> Written problem: Leave out any pictures and transcribe all other data below exactly.

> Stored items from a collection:
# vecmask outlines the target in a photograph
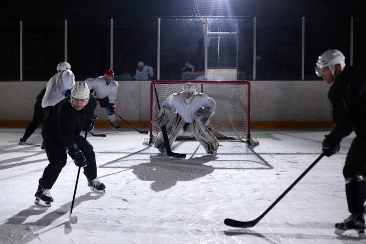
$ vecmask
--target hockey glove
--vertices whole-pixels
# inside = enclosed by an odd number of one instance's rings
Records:
[[[116,105],[114,103],[109,103],[108,105],[108,107],[109,108],[109,111],[111,114],[114,113],[114,111],[116,111]]]
[[[340,140],[334,139],[328,135],[325,135],[325,139],[323,141],[323,152],[326,157],[330,157],[335,154],[340,149]]]
[[[65,94],[64,94],[65,98],[70,97],[70,95],[71,95],[71,90],[70,89],[68,89],[67,90],[66,90],[66,91],[65,92]]]
[[[69,155],[74,160],[74,163],[78,167],[85,167],[88,164],[88,161],[82,154],[81,150],[79,148],[69,151]]]
[[[90,118],[89,118],[89,124],[87,125],[86,128],[85,128],[85,129],[84,130],[85,131],[87,132],[93,131],[93,130],[94,129],[95,123],[97,122],[98,119],[98,117],[97,115],[93,115],[91,116]]]
[[[200,125],[206,126],[210,123],[212,110],[208,107],[200,108],[196,112],[196,121]]]

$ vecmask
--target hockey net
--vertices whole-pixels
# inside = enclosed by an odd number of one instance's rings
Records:
[[[247,142],[250,139],[250,84],[241,81],[155,81],[159,104],[173,93],[181,92],[189,82],[198,92],[207,94],[216,102],[215,113],[208,127],[219,140],[235,140]],[[150,121],[159,111],[153,83],[150,85]],[[150,122],[150,143],[155,142],[160,129]],[[189,127],[177,140],[194,140]]]

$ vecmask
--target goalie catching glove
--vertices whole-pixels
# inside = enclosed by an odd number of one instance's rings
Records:
[[[200,108],[196,112],[196,122],[203,126],[206,126],[210,123],[210,118],[212,114],[212,110],[208,107]]]
[[[168,118],[172,113],[172,111],[165,107],[162,107],[158,113],[151,121],[151,123],[161,128],[167,122]]]
[[[97,122],[98,119],[98,117],[97,115],[93,115],[91,116],[90,118],[89,118],[89,124],[86,125],[86,127],[84,131],[87,132],[93,131],[93,130],[94,129],[95,123]]]

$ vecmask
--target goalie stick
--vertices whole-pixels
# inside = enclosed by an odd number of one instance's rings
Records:
[[[156,86],[155,86],[155,81],[153,81],[153,84],[154,85],[154,90],[155,91],[155,96],[156,96],[156,101],[158,102],[158,108],[160,110],[160,104],[159,103],[159,99],[158,96],[158,92],[156,91]],[[161,127],[162,133],[163,133],[163,137],[164,138],[164,144],[165,147],[165,151],[166,154],[168,156],[171,156],[175,157],[176,158],[185,158],[185,154],[182,153],[176,153],[174,152],[172,152],[172,149],[170,148],[170,145],[169,143],[169,138],[168,138],[168,134],[166,132],[166,127],[165,125],[162,126]]]
[[[121,119],[121,120],[122,120],[122,121],[123,121],[124,122],[125,122],[127,124],[128,124],[128,125],[129,125],[130,126],[132,127],[136,131],[137,131],[138,132],[140,132],[141,134],[148,134],[149,132],[148,132],[146,130],[144,130],[144,131],[143,131],[143,130],[139,130],[137,129],[136,129],[133,125],[132,125],[132,124],[131,124],[128,121],[127,121],[126,120],[124,120],[124,119],[123,119],[123,118],[121,117],[121,115],[120,115],[119,114],[118,114],[118,113],[117,113],[116,112],[116,111],[114,112],[114,113],[116,114],[116,115],[117,115],[117,116],[118,116],[119,117],[120,117],[120,119]]]
[[[231,219],[225,219],[224,221],[224,223],[226,225],[229,225],[229,226],[239,227],[242,228],[250,228],[255,225],[257,223],[258,223],[259,221],[261,220],[262,218],[263,218],[264,215],[267,214],[267,213],[269,212],[269,210],[270,210],[272,208],[273,208],[275,206],[275,205],[276,205],[279,202],[280,202],[280,201],[282,199],[282,198],[285,197],[285,195],[286,195],[287,192],[290,191],[290,190],[291,190],[292,187],[293,187],[297,183],[299,182],[300,180],[301,180],[302,178],[304,177],[304,176],[306,175],[306,173],[309,172],[310,170],[311,169],[311,168],[318,163],[318,162],[319,162],[319,160],[320,160],[324,156],[324,154],[322,153],[322,154],[321,154],[320,156],[319,156],[315,161],[314,161],[314,163],[313,163],[309,167],[308,167],[308,168],[302,174],[301,174],[301,175],[300,175],[299,178],[298,178],[293,182],[293,183],[292,183],[291,185],[290,185],[290,186],[289,186],[288,188],[287,188],[286,190],[283,193],[282,193],[282,195],[280,196],[280,197],[276,200],[274,203],[272,203],[272,205],[269,206],[269,207],[267,208],[267,209],[264,211],[264,213],[262,214],[261,216],[260,216],[257,219],[251,221],[240,221]]]
[[[85,132],[85,137],[84,137],[84,144],[82,145],[82,151],[81,152],[83,154],[85,152],[85,145],[86,145],[86,136],[88,135],[88,132]],[[78,167],[78,175],[76,176],[76,181],[75,182],[75,188],[74,189],[74,195],[72,197],[72,202],[71,202],[71,207],[70,209],[70,215],[69,216],[69,221],[71,224],[75,224],[78,222],[78,217],[75,216],[72,216],[71,213],[72,213],[72,209],[74,208],[74,203],[75,201],[75,195],[76,195],[76,188],[78,187],[78,182],[79,182],[79,177],[80,175],[80,169],[81,167]]]
[[[105,137],[106,136],[105,134],[94,134],[93,132],[90,132],[92,136],[93,137]]]

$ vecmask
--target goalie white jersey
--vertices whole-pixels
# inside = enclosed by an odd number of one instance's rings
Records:
[[[111,81],[109,84],[105,82],[104,76],[101,76],[97,78],[88,78],[85,80],[89,89],[92,89],[97,94],[97,98],[102,99],[108,97],[109,102],[114,103],[117,96],[118,83],[114,80]]]
[[[54,106],[65,98],[65,92],[75,84],[74,73],[70,70],[61,70],[50,79],[42,100],[42,107]]]
[[[162,106],[170,110],[177,110],[177,112],[186,122],[193,122],[196,119],[196,112],[202,107],[208,107],[215,114],[216,102],[211,98],[203,93],[197,93],[190,102],[186,104],[182,93],[174,93],[169,96],[163,102]]]

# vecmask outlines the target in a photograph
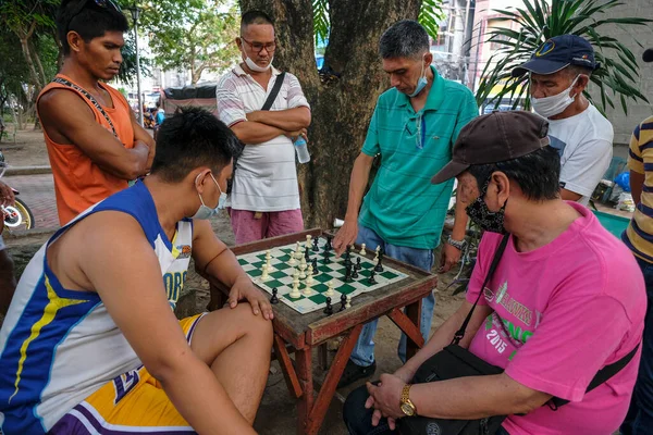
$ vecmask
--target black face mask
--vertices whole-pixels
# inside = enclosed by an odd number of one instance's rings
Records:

> Complete answer:
# vecmask outlines the target in a photograph
$ vecmask
--target hockey glove
--vertices whole-pixels
# inside = enclosed by an odd number of one instance's rings
Records:
[[[116,105],[114,103],[109,103],[108,105],[108,107],[109,108],[109,111],[111,114],[114,113],[114,111],[116,111]]]
[[[340,140],[334,139],[328,135],[325,135],[325,139],[323,141],[323,152],[326,157],[330,157],[335,154],[340,149]]]
[[[65,94],[64,94],[65,98],[70,97],[70,95],[71,95],[71,90],[70,89],[68,89],[67,90],[66,90],[66,91],[65,92]]]
[[[69,155],[74,160],[74,163],[78,167],[85,167],[88,164],[88,161],[82,154],[81,150],[79,148],[69,151]]]
[[[90,118],[89,118],[89,124],[87,125],[86,128],[85,128],[85,129],[84,130],[85,131],[87,132],[93,131],[93,130],[94,129],[95,123],[97,122],[98,119],[98,117],[97,115],[93,115],[91,116]]]
[[[200,125],[206,126],[210,123],[212,110],[208,107],[200,108],[196,112],[196,121]]]

$ vecmask
--target hockey net
--vertices whole-pixels
# inside = enclosed by an odd number of one instance's rings
Records:
[[[247,142],[250,139],[250,84],[241,81],[155,81],[159,104],[173,93],[181,92],[189,82],[198,92],[207,94],[216,102],[215,113],[208,127],[219,140],[235,140]],[[150,121],[159,111],[153,83],[150,85]],[[150,122],[150,143],[155,142],[160,129]],[[189,127],[177,140],[194,140]]]

$ vecmask
--target goalie catching glove
--vertices whole-pixels
# inside = enclosed by an odd number of one instance's rings
Records:
[[[200,108],[196,112],[196,122],[203,126],[206,126],[210,123],[210,118],[212,114],[212,110],[208,107]]]
[[[168,118],[172,113],[172,111],[165,107],[162,107],[158,113],[151,121],[151,123],[161,128],[167,122]]]
[[[97,122],[98,119],[98,117],[97,115],[93,115],[91,116],[90,118],[89,118],[89,124],[86,125],[86,127],[84,131],[87,132],[93,131],[93,130],[94,129],[95,123]]]

$ vecmask
--target goalie stick
--vertices whole-pixels
# inside = enclosed by an odd number of one instance's rings
Records:
[[[156,86],[155,86],[155,81],[153,81],[153,84],[154,85],[154,90],[155,91],[155,96],[156,96],[156,101],[158,102],[158,108],[160,110],[160,104],[159,103],[159,99],[158,96],[158,92],[156,91]],[[161,127],[162,133],[163,133],[163,137],[164,138],[164,144],[165,147],[165,151],[166,154],[168,156],[171,156],[175,157],[176,158],[185,158],[185,154],[182,153],[176,153],[174,152],[172,152],[172,149],[170,148],[170,145],[169,143],[169,138],[168,138],[168,134],[166,132],[166,127],[165,125],[162,126]]]
[[[121,119],[121,120],[122,120],[122,121],[123,121],[124,122],[125,122],[127,124],[128,124],[128,125],[129,125],[130,126],[132,127],[136,131],[137,131],[138,132],[140,132],[141,134],[148,134],[149,132],[148,132],[146,130],[144,130],[144,131],[143,131],[143,130],[139,130],[137,129],[136,129],[133,125],[132,125],[132,124],[131,124],[128,121],[127,121],[126,120],[124,120],[124,119],[123,119],[123,118],[121,117],[121,115],[120,115],[119,114],[118,114],[118,113],[117,113],[116,112],[116,111],[114,112],[114,113],[116,114],[116,115],[117,115],[117,116],[118,116],[119,117],[120,117],[120,119]]]
[[[231,219],[225,219],[224,221],[224,223],[226,225],[229,225],[229,226],[239,227],[242,228],[250,228],[255,225],[257,223],[258,223],[259,221],[261,220],[262,218],[263,218],[264,215],[267,214],[267,213],[269,212],[269,210],[270,210],[272,208],[273,208],[275,206],[275,205],[276,205],[279,202],[280,202],[280,201],[282,199],[282,198],[285,197],[285,195],[286,195],[287,192],[290,191],[290,190],[291,190],[292,187],[293,187],[297,183],[299,182],[300,180],[301,180],[302,178],[304,177],[304,176],[306,175],[306,173],[309,172],[310,170],[311,169],[311,168],[318,163],[318,162],[319,162],[319,160],[320,160],[324,156],[324,154],[322,153],[322,154],[321,154],[320,156],[319,156],[315,161],[314,161],[314,163],[313,163],[309,167],[308,167],[308,168],[302,174],[301,174],[301,175],[300,175],[299,178],[298,178],[293,182],[293,183],[292,183],[291,185],[290,185],[290,186],[289,186],[288,188],[287,188],[286,190],[283,193],[282,193],[282,195],[280,196],[280,197],[276,200],[274,203],[272,203],[272,205],[269,206],[269,207],[267,208],[267,209],[264,211],[264,213],[262,214],[261,216],[260,216],[257,219],[251,221],[240,221]]]
[[[85,132],[85,137],[84,137],[84,144],[82,145],[82,151],[81,152],[83,154],[85,152],[85,145],[86,145],[86,136],[88,135],[88,132]],[[78,167],[78,175],[76,176],[76,181],[75,182],[75,188],[74,189],[74,195],[72,197],[72,202],[71,202],[71,207],[70,209],[70,215],[69,216],[69,221],[71,224],[75,224],[78,222],[78,217],[75,216],[72,216],[71,213],[72,213],[72,209],[74,208],[74,203],[75,201],[75,195],[76,195],[76,188],[78,187],[78,182],[79,182],[79,177],[80,175],[80,169],[81,167]]]
[[[105,137],[106,136],[105,134],[94,134],[93,132],[90,132],[92,136],[93,137]]]

$ vecmask
--target goalie white jersey
--vertices whole-pixels
# inside = enclosed by an odd number of one instance's rings
Records:
[[[111,81],[109,84],[105,82],[104,76],[101,76],[97,78],[88,78],[85,80],[89,89],[92,89],[97,94],[97,98],[102,99],[108,97],[109,102],[114,103],[117,96],[118,83],[114,80]]]
[[[54,106],[65,98],[65,92],[75,84],[74,73],[70,70],[61,70],[50,79],[42,100],[42,107]]]
[[[162,106],[170,110],[177,110],[177,112],[186,122],[193,122],[196,119],[196,112],[202,107],[208,107],[215,114],[216,102],[211,98],[203,93],[197,93],[190,102],[186,104],[182,93],[174,93],[169,96],[163,102]]]

# vecmask outlines the target in a photograph
$ vecmask
--target black face mask
--vertices whole-pixels
# inside = enclosed by an odd number of one instance's rings
Records:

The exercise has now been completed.